SOS to the Soccer World. Each Time the Preseason Games Are Less Friendly

Preseason is a period of critical importance to develop high-level performance in soccer, which is supposed to be conducted with the aim of maximizing players' participations in team training sessions (Windt et al., 2017). In fact, the development of technical, phycological, physical and tactical performance is particularly important to be addressed during this period (Ostojic, 2004; Di Salvo et al., 2007; Fessi et al., 2016), when a substantial number of new players (and sometimes coaches) are being integrated into the team and have to adapt to a typically new and different training process.

This specific period can be defined as the moment in which the main objective is the acquisition of individual and collective adaptations that allow starting the competition adequately. Over the years, it has been possible to optimize its development in blocks ranging from 4 to 6 weeks (Loturco et al., 2019). During this particular training phase, the optimization methods seek individualized strategies and the ability to adapt to changing training goals and workloads (Carey et al., 2018). From a conditioning point of view, the preseason is characterized by a high volume of training and a gradually increasing intensity (Nikolaos et al., 2015), however, team strategical and tactical training should also be a major determinant in this period. Recent research has reported that performance in large-sided games (8 vs. 8 with goalkeepers) has changed as an effect of the preseason training, expressed by the lower total distance covered (from 165.5 ± 23.8 to 142.2 ± 18.4 m.min⁻¹) and, interestingly, by the higher movement synchronization percentages (Folgado et al., 2018). These results confirm that optimizing players' conditioning as well as team strategical and tactical attuning during the preseason might be a key determinant of future performances.

Items from a dataset:
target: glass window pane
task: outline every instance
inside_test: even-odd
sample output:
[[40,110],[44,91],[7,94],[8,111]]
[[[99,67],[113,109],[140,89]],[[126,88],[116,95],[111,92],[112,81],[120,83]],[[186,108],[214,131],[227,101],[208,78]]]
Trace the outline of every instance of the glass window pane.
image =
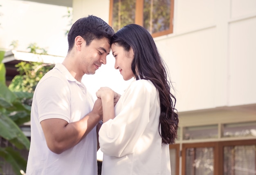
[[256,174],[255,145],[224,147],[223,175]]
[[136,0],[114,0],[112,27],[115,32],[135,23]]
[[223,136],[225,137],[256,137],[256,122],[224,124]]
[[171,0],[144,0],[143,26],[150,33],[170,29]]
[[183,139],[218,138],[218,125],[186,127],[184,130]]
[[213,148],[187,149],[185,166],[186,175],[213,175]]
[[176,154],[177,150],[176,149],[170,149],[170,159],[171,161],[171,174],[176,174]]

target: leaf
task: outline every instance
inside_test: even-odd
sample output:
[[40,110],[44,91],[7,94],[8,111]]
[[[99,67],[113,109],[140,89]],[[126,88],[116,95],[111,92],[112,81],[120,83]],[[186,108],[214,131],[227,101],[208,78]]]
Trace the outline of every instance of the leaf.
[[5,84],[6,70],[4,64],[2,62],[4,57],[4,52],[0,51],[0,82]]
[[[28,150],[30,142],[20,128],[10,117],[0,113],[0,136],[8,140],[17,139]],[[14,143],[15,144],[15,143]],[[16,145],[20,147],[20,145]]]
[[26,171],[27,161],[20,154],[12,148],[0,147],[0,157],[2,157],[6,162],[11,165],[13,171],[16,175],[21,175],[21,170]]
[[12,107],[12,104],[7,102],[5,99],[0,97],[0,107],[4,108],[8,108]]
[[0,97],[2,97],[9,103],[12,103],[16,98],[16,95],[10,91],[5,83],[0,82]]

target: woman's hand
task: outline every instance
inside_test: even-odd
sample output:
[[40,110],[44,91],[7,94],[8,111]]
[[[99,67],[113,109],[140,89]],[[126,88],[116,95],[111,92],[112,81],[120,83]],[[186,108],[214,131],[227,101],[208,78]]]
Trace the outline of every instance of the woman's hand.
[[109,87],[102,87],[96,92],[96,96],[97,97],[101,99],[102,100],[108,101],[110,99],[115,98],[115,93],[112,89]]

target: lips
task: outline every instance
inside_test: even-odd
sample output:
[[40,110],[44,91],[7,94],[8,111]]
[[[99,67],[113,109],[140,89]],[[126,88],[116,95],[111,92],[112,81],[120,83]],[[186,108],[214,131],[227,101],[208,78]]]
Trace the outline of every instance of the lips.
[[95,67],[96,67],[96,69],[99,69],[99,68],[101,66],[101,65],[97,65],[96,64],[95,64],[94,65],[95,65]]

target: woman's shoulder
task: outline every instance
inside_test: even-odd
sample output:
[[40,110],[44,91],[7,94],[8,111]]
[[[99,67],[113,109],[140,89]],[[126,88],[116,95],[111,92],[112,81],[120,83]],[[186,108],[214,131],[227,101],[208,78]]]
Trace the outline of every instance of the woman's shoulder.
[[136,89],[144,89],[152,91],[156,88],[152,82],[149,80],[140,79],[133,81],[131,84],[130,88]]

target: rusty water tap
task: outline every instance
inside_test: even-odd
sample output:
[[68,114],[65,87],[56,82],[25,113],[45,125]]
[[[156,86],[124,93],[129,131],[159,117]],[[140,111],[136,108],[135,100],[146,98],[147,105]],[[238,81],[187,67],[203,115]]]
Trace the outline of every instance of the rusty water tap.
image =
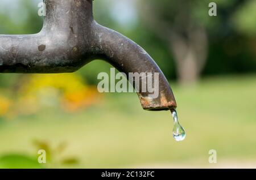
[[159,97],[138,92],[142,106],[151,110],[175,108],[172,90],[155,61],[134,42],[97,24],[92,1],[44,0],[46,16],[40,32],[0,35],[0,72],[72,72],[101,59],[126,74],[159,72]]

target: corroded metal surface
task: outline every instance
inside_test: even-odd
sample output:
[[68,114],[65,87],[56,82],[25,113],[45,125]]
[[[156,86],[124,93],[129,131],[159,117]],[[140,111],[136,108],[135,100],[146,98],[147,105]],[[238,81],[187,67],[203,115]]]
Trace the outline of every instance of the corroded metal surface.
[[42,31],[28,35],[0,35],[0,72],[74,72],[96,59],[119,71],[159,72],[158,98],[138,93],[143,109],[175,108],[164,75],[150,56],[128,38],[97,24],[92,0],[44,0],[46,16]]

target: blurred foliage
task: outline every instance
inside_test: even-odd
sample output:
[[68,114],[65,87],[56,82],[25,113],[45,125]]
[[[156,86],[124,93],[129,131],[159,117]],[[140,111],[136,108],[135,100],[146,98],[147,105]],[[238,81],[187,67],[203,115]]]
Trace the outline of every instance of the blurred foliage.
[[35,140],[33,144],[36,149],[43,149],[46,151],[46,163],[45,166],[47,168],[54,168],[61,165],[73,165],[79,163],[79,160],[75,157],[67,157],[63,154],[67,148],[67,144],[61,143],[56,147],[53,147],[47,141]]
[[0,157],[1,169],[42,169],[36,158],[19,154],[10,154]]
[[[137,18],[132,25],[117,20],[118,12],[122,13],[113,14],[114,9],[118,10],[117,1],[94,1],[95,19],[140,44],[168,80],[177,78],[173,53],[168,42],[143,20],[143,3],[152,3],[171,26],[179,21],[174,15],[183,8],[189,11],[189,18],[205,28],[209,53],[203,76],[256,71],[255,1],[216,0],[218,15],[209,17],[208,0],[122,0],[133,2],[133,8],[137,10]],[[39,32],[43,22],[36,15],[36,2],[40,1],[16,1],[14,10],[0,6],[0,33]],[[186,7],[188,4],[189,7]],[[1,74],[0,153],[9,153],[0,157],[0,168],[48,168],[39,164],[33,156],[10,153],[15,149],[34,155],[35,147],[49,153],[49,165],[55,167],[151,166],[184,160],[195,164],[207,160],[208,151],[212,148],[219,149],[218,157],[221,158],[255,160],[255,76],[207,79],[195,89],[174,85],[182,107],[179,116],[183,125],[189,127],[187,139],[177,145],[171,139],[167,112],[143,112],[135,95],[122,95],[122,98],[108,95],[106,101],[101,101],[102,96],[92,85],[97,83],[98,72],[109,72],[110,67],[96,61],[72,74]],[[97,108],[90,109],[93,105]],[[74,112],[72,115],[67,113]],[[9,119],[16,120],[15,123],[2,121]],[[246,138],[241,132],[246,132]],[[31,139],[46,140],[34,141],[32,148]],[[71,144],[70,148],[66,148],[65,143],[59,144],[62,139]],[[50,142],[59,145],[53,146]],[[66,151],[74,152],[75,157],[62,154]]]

_Task goal_
Pick up the text on soccer preseason training after its final sentence and continue it.

_Answer below_
It is usual for teams to aim for the highest training loads during the preseason (Jeong et al., 2011). Accordingly, the competition carried during preseason is generally used with the purpose of progressively reaching adequate performance levels that may be maintained over the entire season. In fact, the competition periods can be very long (around 40 weeks) and sometimes including World and European Cups on summer or preliminary rounds for European Cups or Intertoto challenge. Therefore, the highest level of performance, congested fixtures are substantially increasing and requiring adequate care. In general, the competition period is followed by the off-season, consisting ~2–5 weeks, and the cycle is repeated, with players returning to the clubs for a successive preseason (Woods et al., 2002).

In these scenarios, a very important topic, is that the reality of modern soccer is presenting more and more marketing-related tours with commercial interest, with the preseason summer tournaments becoming less and less frequent. For example, in 2019, Real Madrid reported a 10-days preseason calendar fixtures during their USA tour as follows: July 20th played against Bayern Munich in Houston; July 23th played against Arsenal in Maryland; July 26th played against Atletico de Madrid in New Jersey, and finally, July 26th played against Tottenham in Berlin, Germany. Another example, in 2019, Manchester City reported an 11-days preseason calendar in China/Japan with four matches: July 16th played against West Ham in Nanjing; July 19th played against Wolves in Xangai; July 24 played against Kitchee in Hong Kong and, July 27th played against Yokohama Marinos in Yokohama.

It is a fact that these games are set closer and closer to the beginning of the preseason period, which may cause an extra pressure on the player and coaching staff, forcing them to accelerate the conditioning process, thus skipping important steps in the training process and implementing higher workload values than the expected for the period (Rabelo et al., 2016), probably with unwanted consequences at different levels. Furthermore, due to the high-level of these summer tournaments, the “need to win” is becoming an additional stressing factor (Lee et al., 2001) It has also been reported that competing with high-level opponents increases time-motion demands at high intensities in tandem with intra-team movement synchronization tendencies (Folgado et al., 2014).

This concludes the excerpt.